When I got to high school I started calling myself “Jim” and have ever since. Only the IRS and my
doctor call me Marvin now. Actually, my doctor doesn’t. She calls me Jim, and I call her Katy because
she’s so much younger than I am that I feel a little silly calling someone the age of my children by their
honorific. I always know when one of her nurses is writing a message on her behalf because they call
me Marvin. Then I message her back as Dr. Katy so it doesn’t seem like we’re too familiar or anything.
That wouldn’t be appropriate, being familiar with my doctor, even though I am.
            The question of names comes up because I’m thinking of changing mine. I never did before
because my mother gave me the name Marvin and I kept it because I rather liked my mother. If my
father had given it to me I’d have changed it a long time ago, probably to something like Luke or Max,
a name more appropriate to my personality. Do I sound like a Marvin to you?

Point placement items
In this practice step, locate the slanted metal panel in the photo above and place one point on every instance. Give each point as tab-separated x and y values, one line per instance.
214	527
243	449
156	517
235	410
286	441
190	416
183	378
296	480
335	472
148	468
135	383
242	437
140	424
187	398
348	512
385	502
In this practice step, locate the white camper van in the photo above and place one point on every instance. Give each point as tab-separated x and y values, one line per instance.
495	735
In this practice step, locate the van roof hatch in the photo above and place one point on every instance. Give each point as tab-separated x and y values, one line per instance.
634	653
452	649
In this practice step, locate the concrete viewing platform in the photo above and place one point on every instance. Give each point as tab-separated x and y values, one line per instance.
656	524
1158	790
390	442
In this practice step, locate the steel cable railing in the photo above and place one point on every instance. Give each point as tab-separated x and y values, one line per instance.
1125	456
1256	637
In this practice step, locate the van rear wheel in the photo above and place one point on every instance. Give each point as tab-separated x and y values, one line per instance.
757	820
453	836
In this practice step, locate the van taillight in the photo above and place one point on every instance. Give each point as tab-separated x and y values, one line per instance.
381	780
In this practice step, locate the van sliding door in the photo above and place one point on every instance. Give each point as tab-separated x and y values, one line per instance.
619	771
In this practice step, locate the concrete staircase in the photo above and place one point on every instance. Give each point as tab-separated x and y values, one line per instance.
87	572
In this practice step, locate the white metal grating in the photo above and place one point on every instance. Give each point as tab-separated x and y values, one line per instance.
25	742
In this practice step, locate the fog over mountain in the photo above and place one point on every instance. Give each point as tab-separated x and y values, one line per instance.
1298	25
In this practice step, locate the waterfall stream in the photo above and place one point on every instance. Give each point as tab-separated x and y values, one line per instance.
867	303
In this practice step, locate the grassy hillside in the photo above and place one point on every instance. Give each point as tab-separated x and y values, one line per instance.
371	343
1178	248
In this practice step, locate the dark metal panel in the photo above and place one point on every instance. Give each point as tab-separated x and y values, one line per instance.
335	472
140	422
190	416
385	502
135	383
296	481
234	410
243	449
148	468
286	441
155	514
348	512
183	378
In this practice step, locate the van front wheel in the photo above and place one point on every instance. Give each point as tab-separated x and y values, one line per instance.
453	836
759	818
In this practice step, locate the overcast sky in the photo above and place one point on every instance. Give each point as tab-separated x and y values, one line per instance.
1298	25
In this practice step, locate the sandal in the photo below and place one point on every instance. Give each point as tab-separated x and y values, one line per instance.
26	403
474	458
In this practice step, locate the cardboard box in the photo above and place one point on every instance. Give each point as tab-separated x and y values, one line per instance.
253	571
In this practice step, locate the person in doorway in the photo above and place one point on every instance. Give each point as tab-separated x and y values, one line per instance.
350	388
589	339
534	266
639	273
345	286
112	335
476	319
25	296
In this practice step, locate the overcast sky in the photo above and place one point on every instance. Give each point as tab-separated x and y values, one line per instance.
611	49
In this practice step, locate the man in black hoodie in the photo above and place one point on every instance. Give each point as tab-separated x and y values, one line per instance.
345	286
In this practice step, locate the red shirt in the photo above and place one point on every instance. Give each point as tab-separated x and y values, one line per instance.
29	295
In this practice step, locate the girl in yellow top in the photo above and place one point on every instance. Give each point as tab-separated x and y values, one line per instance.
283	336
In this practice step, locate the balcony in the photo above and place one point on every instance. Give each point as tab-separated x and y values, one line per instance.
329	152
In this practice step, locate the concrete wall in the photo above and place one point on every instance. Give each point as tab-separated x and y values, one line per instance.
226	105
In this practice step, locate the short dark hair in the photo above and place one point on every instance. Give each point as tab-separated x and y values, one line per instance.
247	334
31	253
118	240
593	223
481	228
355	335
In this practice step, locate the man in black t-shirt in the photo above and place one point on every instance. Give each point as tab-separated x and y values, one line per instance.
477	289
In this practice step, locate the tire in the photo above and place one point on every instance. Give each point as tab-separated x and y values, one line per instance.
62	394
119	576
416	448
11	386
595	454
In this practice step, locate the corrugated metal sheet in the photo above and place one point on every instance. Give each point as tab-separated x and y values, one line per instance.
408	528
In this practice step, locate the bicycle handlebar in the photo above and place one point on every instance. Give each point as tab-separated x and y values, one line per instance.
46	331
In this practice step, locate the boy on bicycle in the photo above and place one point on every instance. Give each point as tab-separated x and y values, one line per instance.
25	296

**Problem requirements:** Extend the passage about the name Marvin, starting right after its final question.

**Answer for this exercise:**
            ​I kept my father’s name even though it’s unpronounceable and unspellable in English. They tell me
it’s okay in Danish, but they also tell me I’m unable to pronounce it correctly. So I guess it’s a wash.
We both win, or lose, depending on how you look at it. Anyway, I kept it because my grandfather
insisted that the clerk at Whitehall spell it right when he immigrated. If not for that my family would be
called something sensible like Rasmussen since his first name was Rasmus.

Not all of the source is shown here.